Here are the records. Write out exactly the lines between the one holding "Task: annotation of the kitchen" and the one holding "Task: annotation of the range", inclusive.

**** Listed records

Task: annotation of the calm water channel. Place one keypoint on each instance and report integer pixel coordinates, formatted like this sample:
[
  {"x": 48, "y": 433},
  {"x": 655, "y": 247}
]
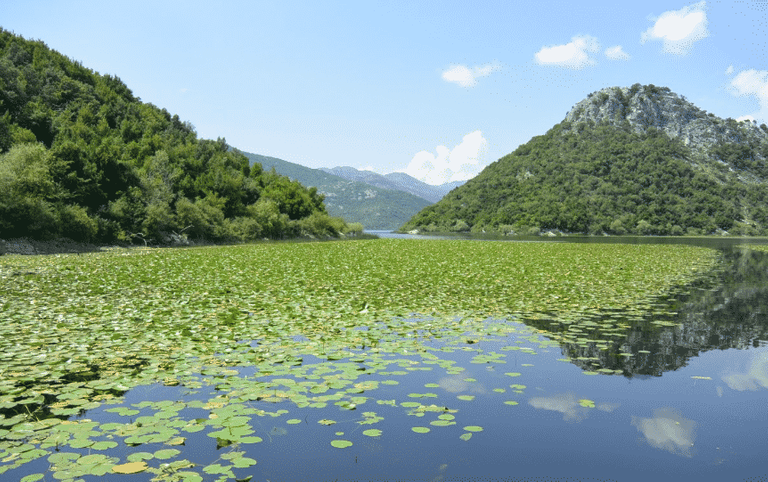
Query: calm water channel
[{"x": 684, "y": 402}]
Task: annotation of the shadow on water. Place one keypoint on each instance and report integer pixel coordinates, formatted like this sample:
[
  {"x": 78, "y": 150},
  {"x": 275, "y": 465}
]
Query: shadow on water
[{"x": 728, "y": 309}]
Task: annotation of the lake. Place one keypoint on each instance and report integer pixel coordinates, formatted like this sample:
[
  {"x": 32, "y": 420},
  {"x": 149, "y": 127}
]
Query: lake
[{"x": 675, "y": 388}]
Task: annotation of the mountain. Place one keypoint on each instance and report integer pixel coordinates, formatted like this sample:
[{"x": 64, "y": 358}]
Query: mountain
[
  {"x": 81, "y": 157},
  {"x": 398, "y": 181},
  {"x": 355, "y": 201},
  {"x": 632, "y": 160}
]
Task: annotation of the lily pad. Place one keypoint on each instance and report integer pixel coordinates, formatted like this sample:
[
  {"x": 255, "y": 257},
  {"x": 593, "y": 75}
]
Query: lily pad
[
  {"x": 130, "y": 468},
  {"x": 341, "y": 444}
]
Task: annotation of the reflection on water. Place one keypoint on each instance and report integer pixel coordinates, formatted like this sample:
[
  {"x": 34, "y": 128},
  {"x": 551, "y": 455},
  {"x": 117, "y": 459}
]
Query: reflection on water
[
  {"x": 668, "y": 430},
  {"x": 755, "y": 377},
  {"x": 678, "y": 395},
  {"x": 727, "y": 310}
]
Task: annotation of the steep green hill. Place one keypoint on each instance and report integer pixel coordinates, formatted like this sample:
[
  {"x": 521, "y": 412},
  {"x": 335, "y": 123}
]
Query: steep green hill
[
  {"x": 81, "y": 157},
  {"x": 359, "y": 202},
  {"x": 637, "y": 160}
]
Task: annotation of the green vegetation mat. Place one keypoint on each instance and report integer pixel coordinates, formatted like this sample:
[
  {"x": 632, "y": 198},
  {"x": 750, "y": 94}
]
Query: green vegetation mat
[{"x": 78, "y": 331}]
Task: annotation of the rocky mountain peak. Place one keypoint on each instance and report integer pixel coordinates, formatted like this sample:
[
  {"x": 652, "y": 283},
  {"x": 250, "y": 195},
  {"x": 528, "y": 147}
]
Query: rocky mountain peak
[{"x": 645, "y": 106}]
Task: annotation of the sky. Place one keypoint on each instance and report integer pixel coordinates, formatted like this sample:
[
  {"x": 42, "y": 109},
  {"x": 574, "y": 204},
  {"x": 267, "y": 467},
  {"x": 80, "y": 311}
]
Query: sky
[{"x": 436, "y": 89}]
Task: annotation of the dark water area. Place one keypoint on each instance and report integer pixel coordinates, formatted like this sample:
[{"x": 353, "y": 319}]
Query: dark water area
[{"x": 681, "y": 395}]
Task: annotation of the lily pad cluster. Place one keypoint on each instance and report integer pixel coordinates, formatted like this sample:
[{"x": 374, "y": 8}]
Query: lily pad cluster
[{"x": 279, "y": 328}]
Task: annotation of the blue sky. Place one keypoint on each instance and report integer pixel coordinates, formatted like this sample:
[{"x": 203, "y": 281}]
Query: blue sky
[{"x": 436, "y": 89}]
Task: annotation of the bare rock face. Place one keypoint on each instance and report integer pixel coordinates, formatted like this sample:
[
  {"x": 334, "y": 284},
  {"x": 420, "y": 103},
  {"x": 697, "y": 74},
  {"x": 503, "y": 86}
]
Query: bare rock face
[{"x": 649, "y": 106}]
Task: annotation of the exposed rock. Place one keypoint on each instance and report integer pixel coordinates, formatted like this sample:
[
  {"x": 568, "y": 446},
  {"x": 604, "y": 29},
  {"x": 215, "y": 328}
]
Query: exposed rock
[{"x": 650, "y": 106}]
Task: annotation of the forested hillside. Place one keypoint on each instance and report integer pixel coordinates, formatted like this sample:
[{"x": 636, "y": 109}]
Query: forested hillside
[
  {"x": 355, "y": 201},
  {"x": 82, "y": 157},
  {"x": 625, "y": 161}
]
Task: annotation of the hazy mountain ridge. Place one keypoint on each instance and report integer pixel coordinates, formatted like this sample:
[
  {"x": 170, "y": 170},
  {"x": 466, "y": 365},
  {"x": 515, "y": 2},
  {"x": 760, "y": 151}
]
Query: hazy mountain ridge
[
  {"x": 637, "y": 160},
  {"x": 398, "y": 181},
  {"x": 355, "y": 201}
]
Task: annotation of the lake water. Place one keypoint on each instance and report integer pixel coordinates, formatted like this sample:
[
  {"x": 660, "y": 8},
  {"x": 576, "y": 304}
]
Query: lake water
[{"x": 688, "y": 401}]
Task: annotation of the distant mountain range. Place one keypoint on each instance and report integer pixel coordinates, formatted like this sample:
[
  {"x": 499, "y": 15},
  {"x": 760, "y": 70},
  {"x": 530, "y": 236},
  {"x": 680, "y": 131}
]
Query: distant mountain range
[
  {"x": 625, "y": 160},
  {"x": 398, "y": 181},
  {"x": 375, "y": 207}
]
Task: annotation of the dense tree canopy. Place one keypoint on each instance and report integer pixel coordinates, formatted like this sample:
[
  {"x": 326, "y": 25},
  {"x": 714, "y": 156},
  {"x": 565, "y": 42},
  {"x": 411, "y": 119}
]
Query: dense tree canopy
[
  {"x": 587, "y": 178},
  {"x": 81, "y": 157}
]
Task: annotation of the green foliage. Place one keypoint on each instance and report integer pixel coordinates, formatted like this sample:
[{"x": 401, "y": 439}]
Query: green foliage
[
  {"x": 81, "y": 157},
  {"x": 359, "y": 202},
  {"x": 603, "y": 179}
]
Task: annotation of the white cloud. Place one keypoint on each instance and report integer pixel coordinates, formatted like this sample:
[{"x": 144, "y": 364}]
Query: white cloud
[
  {"x": 457, "y": 164},
  {"x": 616, "y": 53},
  {"x": 755, "y": 377},
  {"x": 668, "y": 430},
  {"x": 573, "y": 55},
  {"x": 679, "y": 29},
  {"x": 753, "y": 82},
  {"x": 466, "y": 77},
  {"x": 565, "y": 403}
]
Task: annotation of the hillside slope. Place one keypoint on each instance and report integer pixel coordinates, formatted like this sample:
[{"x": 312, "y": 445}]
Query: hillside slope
[
  {"x": 355, "y": 201},
  {"x": 81, "y": 157},
  {"x": 638, "y": 160}
]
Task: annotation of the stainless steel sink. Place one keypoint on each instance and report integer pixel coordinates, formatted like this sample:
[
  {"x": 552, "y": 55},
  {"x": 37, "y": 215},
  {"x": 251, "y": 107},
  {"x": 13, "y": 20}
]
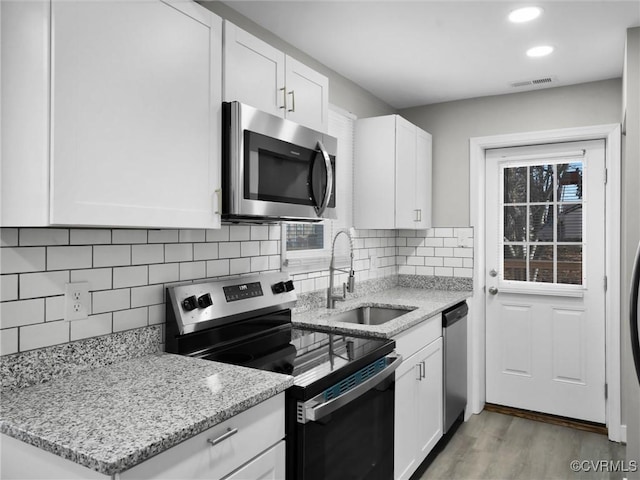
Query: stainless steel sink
[{"x": 369, "y": 315}]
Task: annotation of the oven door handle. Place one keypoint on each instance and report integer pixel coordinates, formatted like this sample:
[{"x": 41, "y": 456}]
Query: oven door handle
[
  {"x": 314, "y": 412},
  {"x": 329, "y": 188}
]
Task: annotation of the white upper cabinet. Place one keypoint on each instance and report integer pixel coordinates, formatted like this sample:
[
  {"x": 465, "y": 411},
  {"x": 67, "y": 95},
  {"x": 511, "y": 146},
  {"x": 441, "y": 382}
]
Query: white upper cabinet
[
  {"x": 133, "y": 114},
  {"x": 259, "y": 75},
  {"x": 392, "y": 177}
]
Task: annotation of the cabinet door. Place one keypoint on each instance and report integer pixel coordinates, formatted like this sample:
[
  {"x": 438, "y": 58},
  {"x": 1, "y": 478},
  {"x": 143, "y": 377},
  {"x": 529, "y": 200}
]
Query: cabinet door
[
  {"x": 423, "y": 179},
  {"x": 307, "y": 96},
  {"x": 430, "y": 408},
  {"x": 406, "y": 209},
  {"x": 405, "y": 458},
  {"x": 136, "y": 105},
  {"x": 254, "y": 71},
  {"x": 268, "y": 466}
]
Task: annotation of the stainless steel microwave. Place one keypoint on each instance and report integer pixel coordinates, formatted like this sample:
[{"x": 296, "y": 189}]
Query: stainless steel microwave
[{"x": 275, "y": 169}]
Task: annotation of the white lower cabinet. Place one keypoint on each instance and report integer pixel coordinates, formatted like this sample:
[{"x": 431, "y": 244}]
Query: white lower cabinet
[
  {"x": 419, "y": 396},
  {"x": 249, "y": 446}
]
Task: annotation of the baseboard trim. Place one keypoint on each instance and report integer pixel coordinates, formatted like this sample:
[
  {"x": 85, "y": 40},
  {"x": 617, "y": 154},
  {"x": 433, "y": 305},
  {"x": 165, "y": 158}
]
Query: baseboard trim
[{"x": 551, "y": 419}]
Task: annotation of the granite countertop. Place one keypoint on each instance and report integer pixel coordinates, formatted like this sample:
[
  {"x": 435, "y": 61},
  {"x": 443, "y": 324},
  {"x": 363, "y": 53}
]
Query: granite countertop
[
  {"x": 422, "y": 303},
  {"x": 112, "y": 418}
]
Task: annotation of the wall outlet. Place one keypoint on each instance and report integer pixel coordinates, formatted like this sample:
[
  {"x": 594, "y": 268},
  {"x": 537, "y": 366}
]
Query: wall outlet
[{"x": 76, "y": 301}]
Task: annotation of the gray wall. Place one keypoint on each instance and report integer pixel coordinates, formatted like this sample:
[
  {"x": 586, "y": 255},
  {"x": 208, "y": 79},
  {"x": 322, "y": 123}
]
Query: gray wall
[
  {"x": 630, "y": 237},
  {"x": 453, "y": 123},
  {"x": 342, "y": 92}
]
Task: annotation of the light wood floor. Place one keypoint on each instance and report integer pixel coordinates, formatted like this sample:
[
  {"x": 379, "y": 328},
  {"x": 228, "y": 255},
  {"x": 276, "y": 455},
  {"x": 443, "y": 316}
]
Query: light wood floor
[{"x": 492, "y": 446}]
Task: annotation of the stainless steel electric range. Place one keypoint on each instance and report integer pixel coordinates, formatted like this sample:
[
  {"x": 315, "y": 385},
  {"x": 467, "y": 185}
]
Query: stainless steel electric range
[{"x": 339, "y": 412}]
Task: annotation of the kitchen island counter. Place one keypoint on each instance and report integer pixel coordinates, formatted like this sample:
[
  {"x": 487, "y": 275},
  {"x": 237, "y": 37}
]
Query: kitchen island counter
[
  {"x": 421, "y": 304},
  {"x": 112, "y": 418}
]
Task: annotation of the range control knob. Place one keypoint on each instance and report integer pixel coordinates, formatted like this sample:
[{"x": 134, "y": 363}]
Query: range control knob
[
  {"x": 190, "y": 303},
  {"x": 278, "y": 288},
  {"x": 205, "y": 301}
]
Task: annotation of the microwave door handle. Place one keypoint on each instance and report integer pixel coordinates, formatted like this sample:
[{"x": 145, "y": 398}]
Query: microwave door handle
[{"x": 329, "y": 188}]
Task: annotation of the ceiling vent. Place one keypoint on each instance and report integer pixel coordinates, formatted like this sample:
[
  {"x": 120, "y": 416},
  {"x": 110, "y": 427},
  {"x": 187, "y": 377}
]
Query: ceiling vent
[{"x": 537, "y": 82}]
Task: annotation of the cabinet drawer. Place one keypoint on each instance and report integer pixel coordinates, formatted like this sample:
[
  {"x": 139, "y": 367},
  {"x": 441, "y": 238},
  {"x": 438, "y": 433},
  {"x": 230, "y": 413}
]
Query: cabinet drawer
[
  {"x": 257, "y": 429},
  {"x": 412, "y": 340}
]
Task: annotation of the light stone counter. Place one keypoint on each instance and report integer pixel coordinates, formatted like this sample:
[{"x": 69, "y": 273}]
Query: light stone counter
[
  {"x": 112, "y": 418},
  {"x": 423, "y": 304}
]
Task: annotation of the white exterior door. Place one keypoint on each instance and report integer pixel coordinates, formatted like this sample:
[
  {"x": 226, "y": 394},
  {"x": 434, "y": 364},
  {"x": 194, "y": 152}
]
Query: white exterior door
[{"x": 545, "y": 278}]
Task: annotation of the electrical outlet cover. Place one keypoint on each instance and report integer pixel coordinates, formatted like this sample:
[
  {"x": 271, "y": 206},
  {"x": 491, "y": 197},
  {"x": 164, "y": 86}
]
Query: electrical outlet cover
[{"x": 77, "y": 301}]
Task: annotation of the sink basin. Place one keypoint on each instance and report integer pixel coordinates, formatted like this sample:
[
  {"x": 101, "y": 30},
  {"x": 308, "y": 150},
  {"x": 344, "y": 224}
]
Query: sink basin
[{"x": 369, "y": 315}]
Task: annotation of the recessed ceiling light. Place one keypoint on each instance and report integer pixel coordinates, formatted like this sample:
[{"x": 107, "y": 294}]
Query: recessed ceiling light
[
  {"x": 540, "y": 51},
  {"x": 525, "y": 14}
]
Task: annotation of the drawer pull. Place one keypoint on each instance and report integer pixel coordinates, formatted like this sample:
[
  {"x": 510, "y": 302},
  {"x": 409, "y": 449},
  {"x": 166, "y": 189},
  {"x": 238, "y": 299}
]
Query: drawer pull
[{"x": 229, "y": 433}]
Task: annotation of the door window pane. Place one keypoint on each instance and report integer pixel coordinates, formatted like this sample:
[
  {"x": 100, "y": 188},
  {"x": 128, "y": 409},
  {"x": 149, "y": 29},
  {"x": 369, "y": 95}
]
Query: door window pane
[
  {"x": 515, "y": 224},
  {"x": 541, "y": 223},
  {"x": 541, "y": 183},
  {"x": 542, "y": 229},
  {"x": 541, "y": 263},
  {"x": 570, "y": 223},
  {"x": 515, "y": 263},
  {"x": 515, "y": 185},
  {"x": 570, "y": 264}
]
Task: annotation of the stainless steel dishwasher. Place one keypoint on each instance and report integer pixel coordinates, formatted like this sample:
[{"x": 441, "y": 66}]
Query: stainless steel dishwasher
[{"x": 454, "y": 332}]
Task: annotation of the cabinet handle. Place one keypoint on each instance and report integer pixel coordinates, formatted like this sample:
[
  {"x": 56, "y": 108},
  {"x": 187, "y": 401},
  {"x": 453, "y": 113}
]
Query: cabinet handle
[
  {"x": 284, "y": 97},
  {"x": 229, "y": 433},
  {"x": 219, "y": 205},
  {"x": 293, "y": 101}
]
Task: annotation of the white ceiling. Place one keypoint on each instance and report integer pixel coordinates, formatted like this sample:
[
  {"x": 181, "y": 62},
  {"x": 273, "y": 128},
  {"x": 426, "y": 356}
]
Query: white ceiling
[{"x": 411, "y": 53}]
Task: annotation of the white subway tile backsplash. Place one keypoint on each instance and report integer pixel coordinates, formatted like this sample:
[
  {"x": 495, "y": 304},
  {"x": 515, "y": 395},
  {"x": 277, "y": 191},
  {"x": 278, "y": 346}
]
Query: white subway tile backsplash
[
  {"x": 21, "y": 312},
  {"x": 239, "y": 265},
  {"x": 124, "y": 236},
  {"x": 221, "y": 235},
  {"x": 111, "y": 255},
  {"x": 43, "y": 335},
  {"x": 43, "y": 284},
  {"x": 149, "y": 295},
  {"x": 178, "y": 252},
  {"x": 192, "y": 236},
  {"x": 22, "y": 259},
  {"x": 92, "y": 326},
  {"x": 89, "y": 236},
  {"x": 193, "y": 270},
  {"x": 43, "y": 236},
  {"x": 54, "y": 308},
  {"x": 130, "y": 276},
  {"x": 147, "y": 254},
  {"x": 205, "y": 251},
  {"x": 110, "y": 300},
  {"x": 98, "y": 278},
  {"x": 8, "y": 288},
  {"x": 8, "y": 237},
  {"x": 163, "y": 236},
  {"x": 249, "y": 249},
  {"x": 8, "y": 341},
  {"x": 164, "y": 273},
  {"x": 229, "y": 250},
  {"x": 240, "y": 233},
  {"x": 128, "y": 319},
  {"x": 217, "y": 268},
  {"x": 67, "y": 258}
]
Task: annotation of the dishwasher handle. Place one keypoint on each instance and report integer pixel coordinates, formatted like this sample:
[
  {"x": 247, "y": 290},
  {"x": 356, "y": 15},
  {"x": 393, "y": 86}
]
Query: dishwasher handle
[
  {"x": 452, "y": 315},
  {"x": 313, "y": 410}
]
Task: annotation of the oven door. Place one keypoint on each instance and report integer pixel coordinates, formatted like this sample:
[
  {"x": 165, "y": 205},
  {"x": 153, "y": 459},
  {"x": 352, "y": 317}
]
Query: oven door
[{"x": 349, "y": 437}]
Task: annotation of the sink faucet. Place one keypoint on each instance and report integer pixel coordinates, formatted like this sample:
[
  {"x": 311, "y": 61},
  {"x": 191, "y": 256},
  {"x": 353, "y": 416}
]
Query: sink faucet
[{"x": 351, "y": 282}]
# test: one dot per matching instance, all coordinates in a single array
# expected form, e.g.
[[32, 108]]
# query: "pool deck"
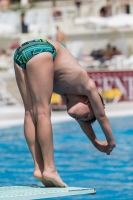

********

### Your response
Task: annotation of the kitchen island counter. Place one keypoint on each instance and report integer pixel coordinates, formatted like this sample:
[
  {"x": 487, "y": 275},
  {"x": 237, "y": 37}
]
Query: kitchen island counter
[
  {"x": 421, "y": 304},
  {"x": 112, "y": 418}
]
Task: annotation of the range control knob. Place one keypoint on each instance and report integer pixel coordinates, formatted like this sample:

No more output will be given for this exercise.